*DIRECTIVE*:
Count the lines below that contain the string "rocky", treating case as significant, and give only the number.

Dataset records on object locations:
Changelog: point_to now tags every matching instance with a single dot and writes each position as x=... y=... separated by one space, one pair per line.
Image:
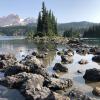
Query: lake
x=21 y=47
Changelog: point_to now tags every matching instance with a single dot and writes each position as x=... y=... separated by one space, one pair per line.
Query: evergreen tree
x=47 y=24
x=39 y=25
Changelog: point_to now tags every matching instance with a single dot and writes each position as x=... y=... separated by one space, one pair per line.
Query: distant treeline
x=93 y=32
x=17 y=30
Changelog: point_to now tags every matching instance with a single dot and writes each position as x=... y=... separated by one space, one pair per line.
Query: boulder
x=82 y=51
x=96 y=59
x=92 y=75
x=32 y=61
x=76 y=94
x=59 y=67
x=55 y=75
x=59 y=84
x=82 y=61
x=96 y=91
x=56 y=96
x=69 y=52
x=66 y=59
x=16 y=81
x=18 y=68
x=78 y=71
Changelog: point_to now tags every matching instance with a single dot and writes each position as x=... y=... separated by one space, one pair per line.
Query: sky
x=64 y=10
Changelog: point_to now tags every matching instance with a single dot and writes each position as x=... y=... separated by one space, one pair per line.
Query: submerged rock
x=92 y=75
x=12 y=70
x=76 y=94
x=96 y=59
x=82 y=61
x=59 y=67
x=82 y=51
x=7 y=60
x=96 y=91
x=59 y=84
x=69 y=52
x=66 y=59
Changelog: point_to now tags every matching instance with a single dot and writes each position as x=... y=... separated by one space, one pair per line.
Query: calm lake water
x=20 y=47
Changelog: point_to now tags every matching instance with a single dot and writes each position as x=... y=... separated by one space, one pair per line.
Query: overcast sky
x=64 y=10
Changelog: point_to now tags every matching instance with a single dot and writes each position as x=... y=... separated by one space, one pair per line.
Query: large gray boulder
x=59 y=67
x=66 y=59
x=76 y=94
x=96 y=91
x=92 y=75
x=59 y=84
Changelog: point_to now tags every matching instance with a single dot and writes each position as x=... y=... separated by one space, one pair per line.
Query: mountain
x=15 y=20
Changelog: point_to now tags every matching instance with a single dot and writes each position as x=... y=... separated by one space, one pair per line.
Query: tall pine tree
x=47 y=24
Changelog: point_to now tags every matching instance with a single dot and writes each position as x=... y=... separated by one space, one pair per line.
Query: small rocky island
x=31 y=78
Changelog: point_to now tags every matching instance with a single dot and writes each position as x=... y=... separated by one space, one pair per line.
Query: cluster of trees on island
x=93 y=32
x=47 y=23
x=47 y=26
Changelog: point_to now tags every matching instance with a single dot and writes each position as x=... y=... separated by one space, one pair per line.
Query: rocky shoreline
x=30 y=76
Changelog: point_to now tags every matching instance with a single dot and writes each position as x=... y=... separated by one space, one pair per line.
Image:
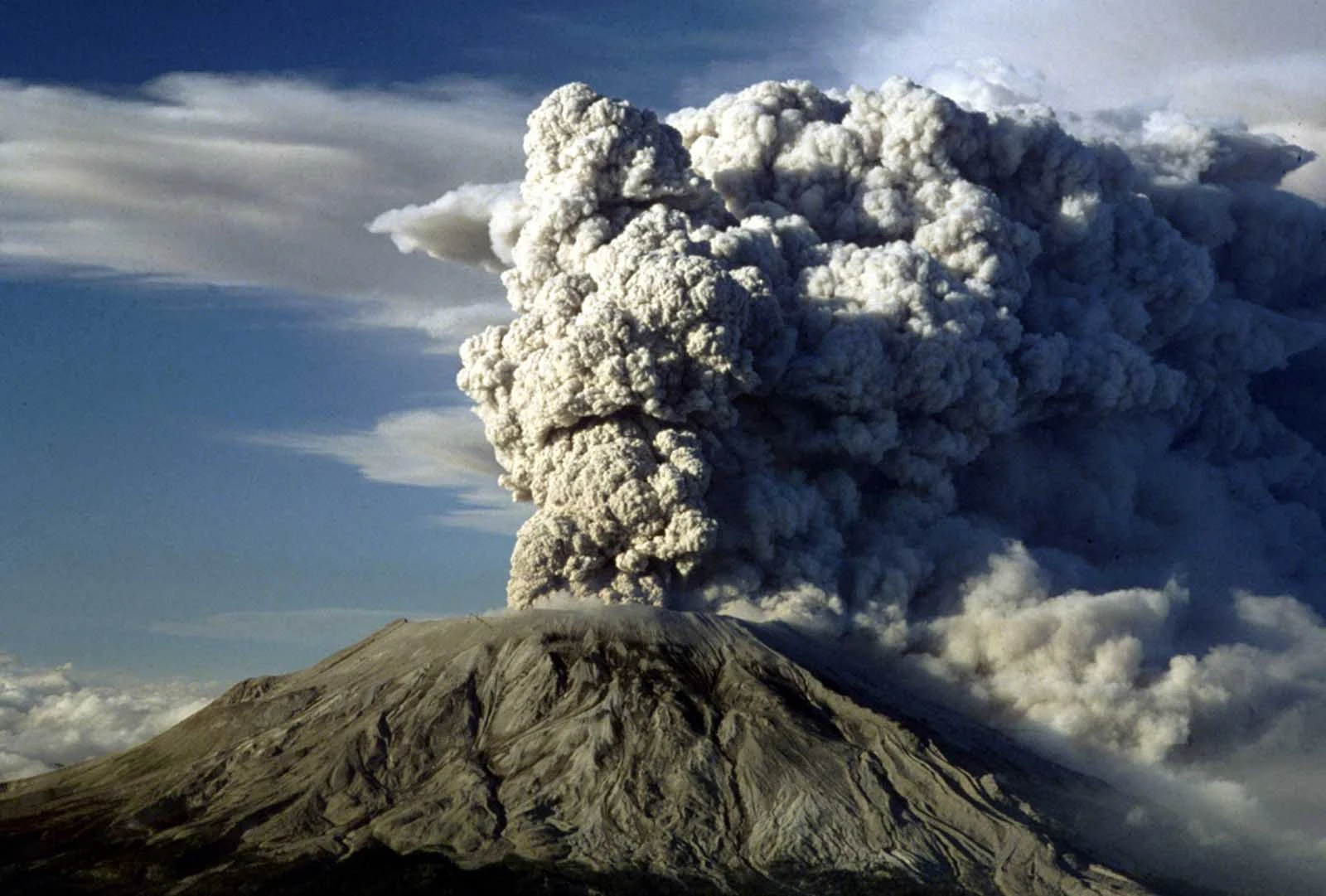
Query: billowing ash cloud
x=1041 y=413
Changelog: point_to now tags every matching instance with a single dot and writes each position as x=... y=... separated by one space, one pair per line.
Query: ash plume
x=1040 y=413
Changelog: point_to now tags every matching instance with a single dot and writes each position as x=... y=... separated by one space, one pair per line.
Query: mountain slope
x=550 y=752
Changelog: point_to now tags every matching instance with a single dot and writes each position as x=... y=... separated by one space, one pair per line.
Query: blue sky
x=231 y=440
x=196 y=325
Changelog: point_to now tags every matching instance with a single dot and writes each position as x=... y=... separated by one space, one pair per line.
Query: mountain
x=561 y=752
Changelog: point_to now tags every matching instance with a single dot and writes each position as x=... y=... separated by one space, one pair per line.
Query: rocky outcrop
x=618 y=750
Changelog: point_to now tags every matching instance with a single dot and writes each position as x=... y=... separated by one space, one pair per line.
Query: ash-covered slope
x=621 y=750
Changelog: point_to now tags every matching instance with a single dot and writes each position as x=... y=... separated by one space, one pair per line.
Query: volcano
x=627 y=749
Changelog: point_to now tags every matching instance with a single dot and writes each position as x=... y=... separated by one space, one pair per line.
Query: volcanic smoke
x=1034 y=404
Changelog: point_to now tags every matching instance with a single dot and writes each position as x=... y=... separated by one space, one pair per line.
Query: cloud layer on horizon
x=50 y=717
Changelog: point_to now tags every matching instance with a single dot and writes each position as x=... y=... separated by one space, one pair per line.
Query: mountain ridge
x=554 y=752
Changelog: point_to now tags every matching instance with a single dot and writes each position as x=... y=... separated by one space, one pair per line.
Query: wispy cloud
x=1261 y=62
x=48 y=717
x=263 y=183
x=336 y=624
x=441 y=448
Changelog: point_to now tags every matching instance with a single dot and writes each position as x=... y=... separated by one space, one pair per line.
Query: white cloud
x=337 y=624
x=1261 y=62
x=264 y=183
x=48 y=717
x=428 y=448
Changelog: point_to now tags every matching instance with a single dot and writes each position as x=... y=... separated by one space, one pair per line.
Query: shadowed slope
x=547 y=752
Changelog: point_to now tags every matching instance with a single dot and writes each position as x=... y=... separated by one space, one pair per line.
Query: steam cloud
x=1041 y=411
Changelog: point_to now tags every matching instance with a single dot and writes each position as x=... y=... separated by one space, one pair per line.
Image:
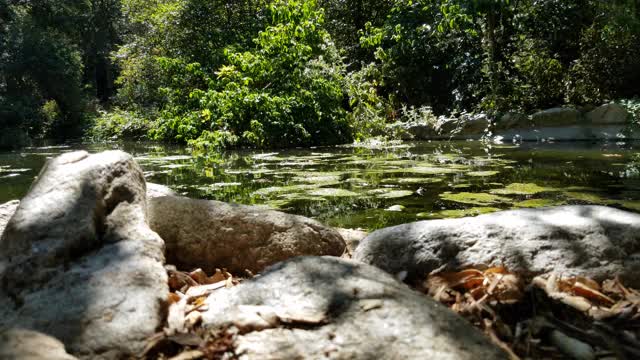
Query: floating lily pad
x=522 y=189
x=461 y=186
x=282 y=189
x=318 y=178
x=482 y=173
x=395 y=194
x=631 y=205
x=412 y=180
x=586 y=197
x=332 y=192
x=8 y=169
x=536 y=203
x=251 y=171
x=430 y=170
x=474 y=211
x=396 y=208
x=474 y=198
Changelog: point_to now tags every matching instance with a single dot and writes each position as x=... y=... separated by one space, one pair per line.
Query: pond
x=374 y=187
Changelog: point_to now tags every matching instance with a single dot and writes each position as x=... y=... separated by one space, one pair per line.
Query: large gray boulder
x=78 y=261
x=9 y=208
x=157 y=190
x=322 y=307
x=608 y=114
x=213 y=234
x=555 y=117
x=6 y=212
x=20 y=344
x=594 y=241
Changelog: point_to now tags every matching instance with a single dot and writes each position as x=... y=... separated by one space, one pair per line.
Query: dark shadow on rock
x=593 y=241
x=367 y=314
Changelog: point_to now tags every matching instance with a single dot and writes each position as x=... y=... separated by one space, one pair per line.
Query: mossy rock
x=332 y=192
x=457 y=213
x=431 y=170
x=522 y=189
x=482 y=173
x=474 y=198
x=412 y=181
x=587 y=197
x=536 y=203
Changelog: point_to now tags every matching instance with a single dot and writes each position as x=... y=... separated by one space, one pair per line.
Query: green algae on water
x=522 y=189
x=333 y=192
x=457 y=213
x=474 y=198
x=482 y=173
x=536 y=203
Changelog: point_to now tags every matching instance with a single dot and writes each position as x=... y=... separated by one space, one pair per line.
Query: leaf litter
x=549 y=316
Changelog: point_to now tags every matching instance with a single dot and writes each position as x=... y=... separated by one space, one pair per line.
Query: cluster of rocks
x=607 y=122
x=82 y=269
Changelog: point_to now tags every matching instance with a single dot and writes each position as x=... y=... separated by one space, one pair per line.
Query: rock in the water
x=608 y=114
x=352 y=237
x=593 y=241
x=6 y=212
x=513 y=120
x=78 y=261
x=213 y=234
x=157 y=190
x=322 y=307
x=556 y=117
x=20 y=344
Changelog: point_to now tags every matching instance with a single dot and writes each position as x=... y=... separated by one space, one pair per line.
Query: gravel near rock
x=212 y=234
x=78 y=261
x=324 y=307
x=594 y=241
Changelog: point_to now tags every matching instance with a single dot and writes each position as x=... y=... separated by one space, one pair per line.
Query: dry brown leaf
x=189 y=355
x=202 y=290
x=587 y=292
x=173 y=298
x=199 y=276
x=217 y=277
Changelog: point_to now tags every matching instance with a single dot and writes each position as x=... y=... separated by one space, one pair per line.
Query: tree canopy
x=267 y=73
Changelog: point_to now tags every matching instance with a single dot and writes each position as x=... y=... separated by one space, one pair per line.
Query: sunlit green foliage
x=286 y=91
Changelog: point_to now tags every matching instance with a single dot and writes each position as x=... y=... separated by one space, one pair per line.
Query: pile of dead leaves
x=182 y=338
x=546 y=317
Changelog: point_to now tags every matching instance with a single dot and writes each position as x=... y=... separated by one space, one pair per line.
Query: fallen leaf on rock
x=469 y=288
x=176 y=317
x=204 y=290
x=189 y=355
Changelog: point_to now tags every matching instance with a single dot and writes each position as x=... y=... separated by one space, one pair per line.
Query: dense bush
x=265 y=73
x=286 y=91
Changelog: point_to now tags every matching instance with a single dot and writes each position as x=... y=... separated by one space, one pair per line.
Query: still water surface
x=372 y=188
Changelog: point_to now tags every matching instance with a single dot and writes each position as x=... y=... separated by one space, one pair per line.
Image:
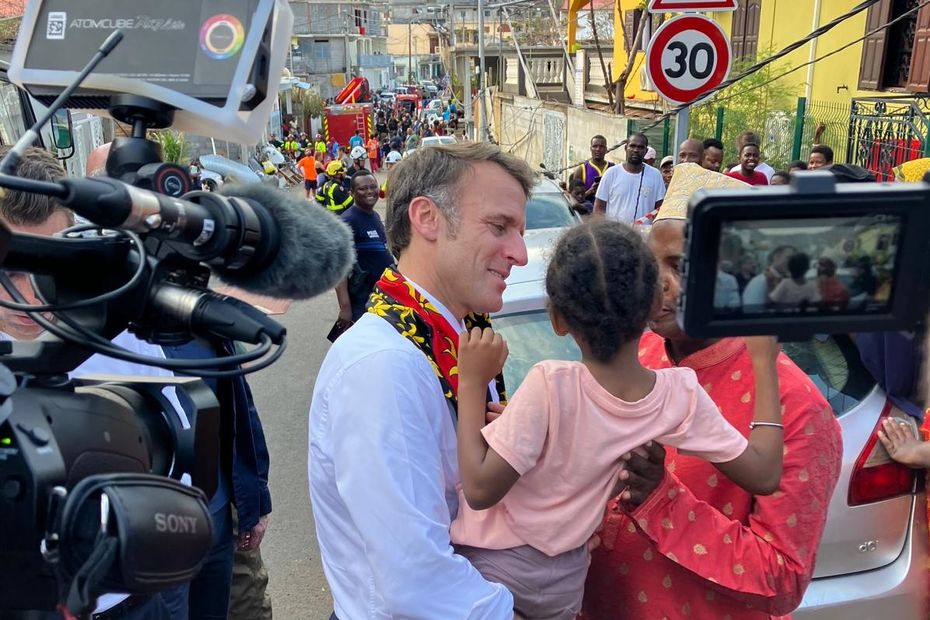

*FULL OUTPUT*:
3